◆ Set of tasks
A – According to the KnowOrNot overview, what is the only thing required to get the pipeline running?
B – Extend the KnowOrNot overview beyond its final line.

◆ Quoted passage
=====
KnowOrNot is an open-source framework that enables users to develop their own customized evaluation data and pipelines for evaluating out-of-knowledge base robustness, i.e. whether large language models (LLMs) can properly recognize the boundaries of their knowledge and abstain from answering when they don't know the answer.
- Unified, high-level API that streamlines the process of setting up and running robustness benchmark (only a source document is required to get the pipeline running)
- Modular architecture emphasises extensibility and flexibility, allowing users to easily integrate their own LLM clients and RAG settings
- Rigorous data modeling design ensures experiment reproducibility, reliability and traceability
- Comprehensive suite of tools for users to customize their pipelines
- Create and activate a virtual environment. Install uv.
python3 -m venv knowornot
source knowornot/bin/activate
pip install uv
- Download the source code and enter the created source directory.
git clone git@github.com:govtech-responsibleai/KnowOrNot.git
cd knowornot
- Install the library
uv pip install .
=====
◆ Information given
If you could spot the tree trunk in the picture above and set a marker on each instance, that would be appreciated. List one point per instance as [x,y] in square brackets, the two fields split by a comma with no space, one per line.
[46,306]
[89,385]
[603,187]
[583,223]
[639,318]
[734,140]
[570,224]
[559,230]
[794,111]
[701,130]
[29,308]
=====
◆ Set of answers
A – A source document.

B –
-
Set up environment variables in a
.env
file, depending on the LLM provider of choice. The sample scriptexample/quickstart_pipeline.py
depends on OpenAI and would require OpenAI environment variables. Refer toenv.example
for an example. -
Run a sample evaluation pipeline.
uv run python example/quickstart_pipeline.py
Refer to quickstart.md for more information and quickstart_pipeline.py for an end-to-end example flow.
- OpenAI: use
add_openai()
method - Gemini API: use
add_gemini()
method - Azure: use
add_azure()
method - OpenRouter: use
add_openrouter()
method
- Asynchronous: use
run_experiment_async
,evaluate_experiment_async
method - Synchronous: use
run_experiment
,evaluate_experiment
method
- Leave-one-out: Remove a fact from the model's context and test if it can still answer correctly (measures memorization)
- Random (Synthetic): Create questions the model shouldn't know based on provided context (tests abstention capability)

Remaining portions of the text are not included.